[[ Supplied information open ]]
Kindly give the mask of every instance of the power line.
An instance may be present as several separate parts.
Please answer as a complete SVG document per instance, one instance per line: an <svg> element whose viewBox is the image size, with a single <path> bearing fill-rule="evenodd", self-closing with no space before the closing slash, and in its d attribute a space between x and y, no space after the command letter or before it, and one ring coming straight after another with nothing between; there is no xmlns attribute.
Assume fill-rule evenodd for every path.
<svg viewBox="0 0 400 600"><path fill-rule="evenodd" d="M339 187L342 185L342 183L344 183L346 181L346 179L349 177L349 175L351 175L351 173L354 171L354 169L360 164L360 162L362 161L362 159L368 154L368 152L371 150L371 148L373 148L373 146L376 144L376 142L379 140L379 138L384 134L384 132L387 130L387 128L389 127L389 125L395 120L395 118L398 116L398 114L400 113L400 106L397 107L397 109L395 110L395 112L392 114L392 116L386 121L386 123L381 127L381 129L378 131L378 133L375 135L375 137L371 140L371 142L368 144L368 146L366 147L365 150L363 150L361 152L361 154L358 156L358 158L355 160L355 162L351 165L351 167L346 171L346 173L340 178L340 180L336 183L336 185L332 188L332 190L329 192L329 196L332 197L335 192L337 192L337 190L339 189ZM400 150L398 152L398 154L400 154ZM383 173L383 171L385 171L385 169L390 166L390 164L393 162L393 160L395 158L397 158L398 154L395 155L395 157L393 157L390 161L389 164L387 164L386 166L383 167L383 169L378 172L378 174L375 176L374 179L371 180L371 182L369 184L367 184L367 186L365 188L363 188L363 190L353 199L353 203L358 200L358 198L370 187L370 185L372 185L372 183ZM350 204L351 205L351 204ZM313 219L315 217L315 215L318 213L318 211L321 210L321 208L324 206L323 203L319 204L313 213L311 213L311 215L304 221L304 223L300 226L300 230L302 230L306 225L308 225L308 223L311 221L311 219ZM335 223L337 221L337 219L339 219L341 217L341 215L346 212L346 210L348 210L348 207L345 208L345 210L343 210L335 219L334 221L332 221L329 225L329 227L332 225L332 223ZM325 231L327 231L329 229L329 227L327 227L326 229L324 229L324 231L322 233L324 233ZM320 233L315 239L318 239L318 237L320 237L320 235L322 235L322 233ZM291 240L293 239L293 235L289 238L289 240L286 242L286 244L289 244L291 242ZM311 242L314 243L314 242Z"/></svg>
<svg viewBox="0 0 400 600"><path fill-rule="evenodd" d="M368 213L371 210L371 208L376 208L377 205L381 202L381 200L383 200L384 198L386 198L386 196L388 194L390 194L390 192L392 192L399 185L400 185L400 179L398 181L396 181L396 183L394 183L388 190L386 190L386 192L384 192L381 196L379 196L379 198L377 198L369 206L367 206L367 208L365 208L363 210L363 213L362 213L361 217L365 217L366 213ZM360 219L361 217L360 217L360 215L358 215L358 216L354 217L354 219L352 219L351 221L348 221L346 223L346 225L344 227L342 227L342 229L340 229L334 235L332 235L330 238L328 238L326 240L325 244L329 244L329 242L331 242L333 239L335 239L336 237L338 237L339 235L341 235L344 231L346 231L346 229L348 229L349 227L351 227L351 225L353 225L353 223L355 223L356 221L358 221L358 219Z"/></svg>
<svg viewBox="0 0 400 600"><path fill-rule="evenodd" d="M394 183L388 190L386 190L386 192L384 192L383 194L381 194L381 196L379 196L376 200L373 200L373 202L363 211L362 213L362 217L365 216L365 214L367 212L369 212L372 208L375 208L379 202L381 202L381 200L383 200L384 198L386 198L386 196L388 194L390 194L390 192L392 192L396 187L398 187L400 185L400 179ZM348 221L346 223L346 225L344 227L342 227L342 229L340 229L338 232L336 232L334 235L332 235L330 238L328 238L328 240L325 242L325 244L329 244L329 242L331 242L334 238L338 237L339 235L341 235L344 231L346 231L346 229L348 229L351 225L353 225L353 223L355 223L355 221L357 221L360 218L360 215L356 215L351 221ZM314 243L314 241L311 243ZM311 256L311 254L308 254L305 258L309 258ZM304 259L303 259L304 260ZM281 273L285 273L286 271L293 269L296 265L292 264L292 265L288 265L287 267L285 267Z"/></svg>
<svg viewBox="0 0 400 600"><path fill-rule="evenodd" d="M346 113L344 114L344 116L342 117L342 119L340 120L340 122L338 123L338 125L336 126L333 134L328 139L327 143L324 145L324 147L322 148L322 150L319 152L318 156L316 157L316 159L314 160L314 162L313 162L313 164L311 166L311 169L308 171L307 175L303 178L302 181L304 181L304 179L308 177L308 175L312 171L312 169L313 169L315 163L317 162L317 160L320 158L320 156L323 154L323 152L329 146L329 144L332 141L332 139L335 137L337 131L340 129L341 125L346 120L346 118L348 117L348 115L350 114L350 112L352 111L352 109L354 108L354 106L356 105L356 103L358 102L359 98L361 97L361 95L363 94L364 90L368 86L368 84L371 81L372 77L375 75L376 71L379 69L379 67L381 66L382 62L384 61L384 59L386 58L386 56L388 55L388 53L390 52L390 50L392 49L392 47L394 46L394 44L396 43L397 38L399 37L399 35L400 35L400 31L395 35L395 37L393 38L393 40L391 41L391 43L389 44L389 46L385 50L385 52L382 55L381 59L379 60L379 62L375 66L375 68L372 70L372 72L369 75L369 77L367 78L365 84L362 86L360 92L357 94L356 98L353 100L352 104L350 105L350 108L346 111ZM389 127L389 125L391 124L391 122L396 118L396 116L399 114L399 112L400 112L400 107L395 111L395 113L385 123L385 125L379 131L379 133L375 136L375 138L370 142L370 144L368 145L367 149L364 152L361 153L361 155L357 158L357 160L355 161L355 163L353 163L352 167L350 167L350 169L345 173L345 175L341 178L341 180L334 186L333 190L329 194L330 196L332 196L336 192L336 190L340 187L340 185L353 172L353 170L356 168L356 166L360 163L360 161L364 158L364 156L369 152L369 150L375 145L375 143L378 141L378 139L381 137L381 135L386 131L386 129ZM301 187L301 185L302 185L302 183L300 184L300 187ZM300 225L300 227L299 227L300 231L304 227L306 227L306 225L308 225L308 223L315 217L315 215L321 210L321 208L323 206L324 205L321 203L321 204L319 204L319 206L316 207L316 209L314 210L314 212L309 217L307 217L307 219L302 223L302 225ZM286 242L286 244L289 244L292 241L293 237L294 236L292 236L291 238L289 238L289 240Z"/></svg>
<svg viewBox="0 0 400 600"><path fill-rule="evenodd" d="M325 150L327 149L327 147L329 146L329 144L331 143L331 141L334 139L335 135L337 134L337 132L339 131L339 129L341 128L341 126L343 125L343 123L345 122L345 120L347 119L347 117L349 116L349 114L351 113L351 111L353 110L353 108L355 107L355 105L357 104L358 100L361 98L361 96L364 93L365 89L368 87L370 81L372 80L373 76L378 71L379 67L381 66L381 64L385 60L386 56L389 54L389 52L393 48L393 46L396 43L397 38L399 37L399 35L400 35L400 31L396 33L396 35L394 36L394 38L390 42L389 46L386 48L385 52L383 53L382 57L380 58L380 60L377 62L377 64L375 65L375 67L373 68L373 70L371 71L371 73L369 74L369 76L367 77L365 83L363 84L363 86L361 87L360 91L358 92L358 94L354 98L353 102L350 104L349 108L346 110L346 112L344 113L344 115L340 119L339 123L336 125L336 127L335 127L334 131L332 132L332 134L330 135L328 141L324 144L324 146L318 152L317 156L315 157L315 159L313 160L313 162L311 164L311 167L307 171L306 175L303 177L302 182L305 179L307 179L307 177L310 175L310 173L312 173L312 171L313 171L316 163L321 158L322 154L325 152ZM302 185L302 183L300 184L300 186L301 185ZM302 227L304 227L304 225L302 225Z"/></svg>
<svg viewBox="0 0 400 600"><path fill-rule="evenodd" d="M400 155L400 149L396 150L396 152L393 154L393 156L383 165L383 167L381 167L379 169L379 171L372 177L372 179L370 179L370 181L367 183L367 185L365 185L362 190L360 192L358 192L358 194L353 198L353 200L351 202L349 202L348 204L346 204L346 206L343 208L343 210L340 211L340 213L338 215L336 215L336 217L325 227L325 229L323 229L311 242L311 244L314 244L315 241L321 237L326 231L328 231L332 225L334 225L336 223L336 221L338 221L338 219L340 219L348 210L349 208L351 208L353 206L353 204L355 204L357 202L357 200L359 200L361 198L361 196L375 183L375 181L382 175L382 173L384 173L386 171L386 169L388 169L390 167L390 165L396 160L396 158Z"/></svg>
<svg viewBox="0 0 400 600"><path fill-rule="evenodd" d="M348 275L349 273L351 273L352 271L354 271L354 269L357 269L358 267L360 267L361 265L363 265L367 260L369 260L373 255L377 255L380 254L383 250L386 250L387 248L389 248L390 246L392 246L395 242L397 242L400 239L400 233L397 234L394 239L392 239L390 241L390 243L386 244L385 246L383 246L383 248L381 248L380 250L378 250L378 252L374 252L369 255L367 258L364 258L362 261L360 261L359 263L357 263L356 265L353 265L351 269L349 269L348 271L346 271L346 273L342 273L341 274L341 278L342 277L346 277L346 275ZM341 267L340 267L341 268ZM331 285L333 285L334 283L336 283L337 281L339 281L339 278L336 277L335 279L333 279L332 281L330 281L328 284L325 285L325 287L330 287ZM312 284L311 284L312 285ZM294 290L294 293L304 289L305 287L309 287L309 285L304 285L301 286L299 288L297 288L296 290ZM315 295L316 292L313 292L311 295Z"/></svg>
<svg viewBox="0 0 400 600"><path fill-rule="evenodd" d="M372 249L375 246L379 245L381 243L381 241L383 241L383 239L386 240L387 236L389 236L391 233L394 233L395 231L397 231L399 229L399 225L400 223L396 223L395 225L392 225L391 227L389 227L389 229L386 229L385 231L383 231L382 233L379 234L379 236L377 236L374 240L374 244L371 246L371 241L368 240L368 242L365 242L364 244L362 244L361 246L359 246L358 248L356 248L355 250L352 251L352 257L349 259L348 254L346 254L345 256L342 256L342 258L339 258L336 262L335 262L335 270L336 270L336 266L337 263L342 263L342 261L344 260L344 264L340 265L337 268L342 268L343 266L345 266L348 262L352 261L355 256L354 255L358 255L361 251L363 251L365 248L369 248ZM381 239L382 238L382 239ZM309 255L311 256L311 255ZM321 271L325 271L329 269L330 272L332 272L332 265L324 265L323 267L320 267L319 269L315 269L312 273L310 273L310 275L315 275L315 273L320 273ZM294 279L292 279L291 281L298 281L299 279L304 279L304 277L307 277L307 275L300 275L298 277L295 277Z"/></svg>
[[ Supplied information closed ]]
Problem to work on: Retype exactly the lines from the first line of the records above through the line containing "An instance may", both included, and nothing else.

Task result:
Kindly give the mask of every instance of the power line.
An instance may be present as several separate parts.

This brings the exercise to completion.